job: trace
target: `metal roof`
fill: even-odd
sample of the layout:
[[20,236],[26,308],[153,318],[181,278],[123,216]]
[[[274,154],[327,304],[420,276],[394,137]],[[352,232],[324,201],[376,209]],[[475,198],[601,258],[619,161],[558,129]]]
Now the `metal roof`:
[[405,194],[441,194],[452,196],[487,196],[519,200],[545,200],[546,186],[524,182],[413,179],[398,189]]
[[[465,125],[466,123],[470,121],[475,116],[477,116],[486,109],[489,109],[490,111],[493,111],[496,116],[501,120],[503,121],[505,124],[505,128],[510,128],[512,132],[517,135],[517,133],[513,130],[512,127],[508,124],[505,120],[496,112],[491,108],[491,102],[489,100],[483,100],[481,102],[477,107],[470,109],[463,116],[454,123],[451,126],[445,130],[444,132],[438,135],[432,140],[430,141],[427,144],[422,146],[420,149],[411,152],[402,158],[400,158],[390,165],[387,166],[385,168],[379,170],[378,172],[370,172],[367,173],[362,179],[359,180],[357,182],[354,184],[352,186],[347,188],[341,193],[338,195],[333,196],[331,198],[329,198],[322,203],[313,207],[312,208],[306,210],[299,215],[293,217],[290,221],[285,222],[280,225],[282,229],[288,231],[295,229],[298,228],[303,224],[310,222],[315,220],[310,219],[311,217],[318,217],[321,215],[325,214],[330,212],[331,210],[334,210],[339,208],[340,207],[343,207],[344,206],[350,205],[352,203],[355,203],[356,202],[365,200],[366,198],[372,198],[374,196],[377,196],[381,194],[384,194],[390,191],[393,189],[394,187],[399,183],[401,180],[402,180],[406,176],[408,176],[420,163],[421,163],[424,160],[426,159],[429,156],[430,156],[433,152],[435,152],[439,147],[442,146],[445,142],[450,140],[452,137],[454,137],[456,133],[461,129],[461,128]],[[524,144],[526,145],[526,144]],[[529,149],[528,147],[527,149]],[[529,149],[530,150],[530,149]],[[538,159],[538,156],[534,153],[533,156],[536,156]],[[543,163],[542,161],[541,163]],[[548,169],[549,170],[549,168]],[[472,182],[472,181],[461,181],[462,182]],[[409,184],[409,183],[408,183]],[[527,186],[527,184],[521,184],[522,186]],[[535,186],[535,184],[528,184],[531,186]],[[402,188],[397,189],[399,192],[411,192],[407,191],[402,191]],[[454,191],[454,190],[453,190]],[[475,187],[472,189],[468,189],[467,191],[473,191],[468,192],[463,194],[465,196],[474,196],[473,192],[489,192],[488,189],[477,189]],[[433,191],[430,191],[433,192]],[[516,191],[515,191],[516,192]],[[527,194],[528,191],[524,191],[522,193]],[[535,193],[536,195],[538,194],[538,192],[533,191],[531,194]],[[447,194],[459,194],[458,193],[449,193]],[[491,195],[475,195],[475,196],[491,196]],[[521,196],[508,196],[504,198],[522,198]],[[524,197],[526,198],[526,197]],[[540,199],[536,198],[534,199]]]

**What you have to do**
How many lines of the data above contain the string "metal"? Reply with the number alone.

**Result below**
2